■ TO DO:
Copy out the complete listing, word for word.

Stored dataset items
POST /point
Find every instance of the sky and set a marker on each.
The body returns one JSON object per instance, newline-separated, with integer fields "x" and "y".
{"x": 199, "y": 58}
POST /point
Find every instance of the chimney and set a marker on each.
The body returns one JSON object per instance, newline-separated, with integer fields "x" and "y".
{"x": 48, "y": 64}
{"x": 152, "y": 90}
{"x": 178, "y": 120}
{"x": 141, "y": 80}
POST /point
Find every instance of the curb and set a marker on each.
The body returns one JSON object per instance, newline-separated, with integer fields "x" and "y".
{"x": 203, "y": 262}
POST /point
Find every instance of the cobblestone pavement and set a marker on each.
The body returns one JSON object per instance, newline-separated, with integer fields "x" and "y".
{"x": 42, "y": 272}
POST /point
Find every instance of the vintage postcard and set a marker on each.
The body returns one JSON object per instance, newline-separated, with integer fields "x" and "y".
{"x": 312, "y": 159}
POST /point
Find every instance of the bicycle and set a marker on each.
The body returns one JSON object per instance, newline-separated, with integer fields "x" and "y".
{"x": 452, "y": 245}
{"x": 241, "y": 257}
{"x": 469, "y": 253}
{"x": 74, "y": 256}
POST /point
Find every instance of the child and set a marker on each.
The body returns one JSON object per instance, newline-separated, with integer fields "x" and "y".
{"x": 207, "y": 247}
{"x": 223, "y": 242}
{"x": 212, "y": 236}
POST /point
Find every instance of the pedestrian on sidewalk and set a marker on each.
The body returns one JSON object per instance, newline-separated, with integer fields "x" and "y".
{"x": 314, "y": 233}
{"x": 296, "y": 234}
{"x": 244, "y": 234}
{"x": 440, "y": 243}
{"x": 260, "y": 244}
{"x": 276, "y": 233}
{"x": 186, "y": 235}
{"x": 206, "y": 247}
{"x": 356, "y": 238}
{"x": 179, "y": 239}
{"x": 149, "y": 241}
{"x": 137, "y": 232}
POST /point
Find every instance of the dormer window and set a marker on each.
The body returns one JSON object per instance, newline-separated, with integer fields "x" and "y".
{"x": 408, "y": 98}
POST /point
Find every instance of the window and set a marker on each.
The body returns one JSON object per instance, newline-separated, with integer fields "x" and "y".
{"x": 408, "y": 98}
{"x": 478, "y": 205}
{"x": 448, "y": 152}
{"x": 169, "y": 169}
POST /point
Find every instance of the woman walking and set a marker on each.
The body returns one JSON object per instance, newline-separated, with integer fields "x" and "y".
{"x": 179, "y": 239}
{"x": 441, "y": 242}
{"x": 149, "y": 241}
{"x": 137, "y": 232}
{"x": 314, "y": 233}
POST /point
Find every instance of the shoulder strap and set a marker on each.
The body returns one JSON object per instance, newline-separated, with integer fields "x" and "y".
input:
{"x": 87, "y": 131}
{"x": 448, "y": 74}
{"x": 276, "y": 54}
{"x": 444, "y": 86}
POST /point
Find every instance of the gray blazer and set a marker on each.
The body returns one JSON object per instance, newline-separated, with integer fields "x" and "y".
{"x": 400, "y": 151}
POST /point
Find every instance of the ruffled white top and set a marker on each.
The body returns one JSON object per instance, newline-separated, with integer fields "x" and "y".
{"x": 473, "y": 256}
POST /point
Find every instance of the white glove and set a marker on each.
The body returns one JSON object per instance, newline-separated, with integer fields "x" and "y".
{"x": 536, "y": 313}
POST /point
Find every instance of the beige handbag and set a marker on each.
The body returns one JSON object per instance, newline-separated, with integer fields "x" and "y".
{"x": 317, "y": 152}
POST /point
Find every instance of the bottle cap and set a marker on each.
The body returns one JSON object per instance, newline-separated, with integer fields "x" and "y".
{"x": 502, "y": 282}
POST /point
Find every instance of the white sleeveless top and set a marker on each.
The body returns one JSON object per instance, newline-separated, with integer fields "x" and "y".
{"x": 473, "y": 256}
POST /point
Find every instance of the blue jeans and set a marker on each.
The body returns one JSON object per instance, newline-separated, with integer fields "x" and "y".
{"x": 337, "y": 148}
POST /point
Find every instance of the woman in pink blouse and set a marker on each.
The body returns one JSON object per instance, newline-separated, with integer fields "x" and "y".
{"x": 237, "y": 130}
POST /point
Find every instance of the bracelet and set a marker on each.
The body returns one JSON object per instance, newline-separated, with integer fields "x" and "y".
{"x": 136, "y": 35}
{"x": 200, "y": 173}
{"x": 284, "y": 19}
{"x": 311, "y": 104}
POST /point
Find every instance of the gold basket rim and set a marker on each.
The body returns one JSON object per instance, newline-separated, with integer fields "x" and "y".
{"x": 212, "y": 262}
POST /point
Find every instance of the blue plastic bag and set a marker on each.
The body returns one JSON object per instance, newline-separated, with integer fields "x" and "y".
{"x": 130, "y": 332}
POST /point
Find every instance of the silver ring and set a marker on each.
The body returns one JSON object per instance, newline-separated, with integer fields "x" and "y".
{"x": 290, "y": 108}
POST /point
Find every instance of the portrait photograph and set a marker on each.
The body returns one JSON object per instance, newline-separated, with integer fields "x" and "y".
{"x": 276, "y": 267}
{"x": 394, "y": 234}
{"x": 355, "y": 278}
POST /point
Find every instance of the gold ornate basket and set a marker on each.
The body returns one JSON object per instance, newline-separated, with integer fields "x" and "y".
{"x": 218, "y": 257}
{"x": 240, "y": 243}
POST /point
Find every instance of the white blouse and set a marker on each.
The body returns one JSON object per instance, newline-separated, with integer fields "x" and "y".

■ ANSWER TO THIS EXERCISE:
POST /point
Find every instance of the sky and set a marker on each.
The body returns one JSON object per instance, newline-separated, with integer fields "x" and "y".
{"x": 199, "y": 58}
POST /point
Find every instance of the chimney and set a marker on each.
The body returns one JSON object per instance, newline-separated, with integer fields "x" and "y".
{"x": 48, "y": 64}
{"x": 152, "y": 90}
{"x": 178, "y": 120}
{"x": 141, "y": 80}
POST /point
Find every instance of the curb and set a marker on each.
The body returns one JSON object per instance, newline-separated, with integer fields "x" and "y".
{"x": 203, "y": 262}
POST /point
Find every instance of the cobblestone pavement and set a marker on each.
The body returns one JSON object per instance, newline-separated, with integer fields "x" and "y".
{"x": 42, "y": 272}
POST /point
Find every instance of the vintage postcard and set a marker on each.
The body returns one JSON object per instance, newline-separated, with integer fields "x" and "y".
{"x": 312, "y": 159}
POST /point
Find every instance of the bicycle and set a marker on each.
The body returns one JSON object per instance, newline-separated, with integer fields "x" and "y".
{"x": 452, "y": 245}
{"x": 241, "y": 257}
{"x": 469, "y": 253}
{"x": 74, "y": 256}
POST /point
Find every instance of the child and set a marker on each.
The body returns one JSON object per instance, newline-separated, with integer fields "x" and "y".
{"x": 207, "y": 247}
{"x": 223, "y": 242}
{"x": 212, "y": 236}
POST /point
Find every instance of the pedestrian on sidewalk and set a marker on each.
The body returns one JSON object per instance, newline-separated, with integer fields "x" and "y".
{"x": 314, "y": 233}
{"x": 296, "y": 234}
{"x": 244, "y": 234}
{"x": 440, "y": 243}
{"x": 260, "y": 244}
{"x": 276, "y": 233}
{"x": 186, "y": 235}
{"x": 206, "y": 247}
{"x": 356, "y": 238}
{"x": 179, "y": 239}
{"x": 149, "y": 241}
{"x": 137, "y": 232}
POST /point
Find every instance of the dormer window and set a marker on each.
The body returns one JSON object per instance, newline-separated, with integer fields "x" and "y".
{"x": 408, "y": 98}
POST /point
Find every instance of the window and set a marker on each.
The body returns one JSON object per instance, newline-separated, with integer fields "x" and "y".
{"x": 408, "y": 98}
{"x": 478, "y": 205}
{"x": 448, "y": 152}
{"x": 169, "y": 169}
POST /point
Find every instance of the woman walking and set a marker on each.
The body returns one JSON object per instance, newline-separated, with integer fields "x" and "y".
{"x": 179, "y": 239}
{"x": 441, "y": 242}
{"x": 149, "y": 241}
{"x": 137, "y": 232}
{"x": 314, "y": 233}
POST /point
Find every instance of the shoulder strap and set a marker on each.
The body returns one JSON object per instance, newline-separated, with integer fields "x" and "y".
input:
{"x": 87, "y": 131}
{"x": 448, "y": 74}
{"x": 276, "y": 54}
{"x": 444, "y": 86}
POST /point
Find every instance of the gray blazer and set a marker on each.
The body returns one JSON object per instance, newline-separated, with integer fields "x" and "y".
{"x": 400, "y": 151}
POST /point
Find every instance of the ruffled white top and set a marker on each.
The body returns one JSON object per instance, newline-separated, with integer fields "x" and "y".
{"x": 473, "y": 256}
POST /point
Find every instance of the white glove and set a marker on each.
The body returns one JSON object per instance, newline-separated, with integer fields "x" and "y".
{"x": 536, "y": 313}
POST /point
Find every instance of the beige handbag and set a marker on each.
The body returns one JSON object per instance, newline-separated, with integer fields "x" and "y".
{"x": 317, "y": 152}
POST /point
Find every instance of the bottle cap and set a marker on each.
The body returns one JSON object per instance, newline-separated, with integer fields "x" and "y".
{"x": 502, "y": 282}
POST /point
Find every instance of the white sleeveless top and set a marker on each.
The body returns one JSON object per instance, newline-separated, with integer fields "x" and "y".
{"x": 473, "y": 256}
POST /point
Find every instance of the blue jeans and set a marker on each.
The body returns one JSON object per instance, newline-separated, with integer fields "x" and "y".
{"x": 337, "y": 148}
POST /point
Find every instance of the woman in pink blouse and set a marker on each.
The body returns one JSON object per instance, newline-separated, with integer fields "x" and "y".
{"x": 237, "y": 130}
POST /point
Find every instance of the bracelet and set a marker on each.
The body returns one JSON object per instance, newline-separated, with integer fields "x" and "y".
{"x": 136, "y": 35}
{"x": 200, "y": 173}
{"x": 284, "y": 19}
{"x": 311, "y": 104}
POST /point
Find every instance of the gold basket rim and set a marker on each.
The body returns one JSON object per instance, newline-separated, with integer fields "x" and "y".
{"x": 212, "y": 262}
POST /point
Find every instance of the blue plastic bag and set a marker on each.
The body returns one JSON object per instance, newline-separated, with integer fields "x" and "y".
{"x": 130, "y": 332}
POST /point
Find every instance of the silver ring and set a marker on each.
The body returns one JSON object per instance, newline-separated, with integer fields "x" and "y".
{"x": 290, "y": 108}
POST /point
Find every instance of the portrait photograph and set a marker on each.
The body returns one JSON object per instance, newline-separated, with integer fields "x" and "y".
{"x": 276, "y": 267}
{"x": 394, "y": 234}
{"x": 355, "y": 278}
POST /point
Find every instance of the gold ornate basket and set a marker on each.
The body returns one JSON object per instance, newline-separated, with integer fields "x" and "y".
{"x": 218, "y": 257}
{"x": 240, "y": 243}
POST /point
Find every instance of the white blouse and set a marker on each.
The body returns one JSON object per instance, newline-separated, with integer fields "x" and "y".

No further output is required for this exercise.